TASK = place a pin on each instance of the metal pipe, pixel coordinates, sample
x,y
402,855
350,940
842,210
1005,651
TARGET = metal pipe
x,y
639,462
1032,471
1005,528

---*---

■ EXERCISE INSTRUCTIONS ■
Reproduce every line above, keeping each word exactly as it appears.

■ RESPONSE AREA ■
TASK = place a pin on each instance of the metal pipe, pixel coordinates, sample
x,y
402,855
350,940
842,210
1005,651
TARGET = metal pipe
x,y
639,462
1032,471
1005,528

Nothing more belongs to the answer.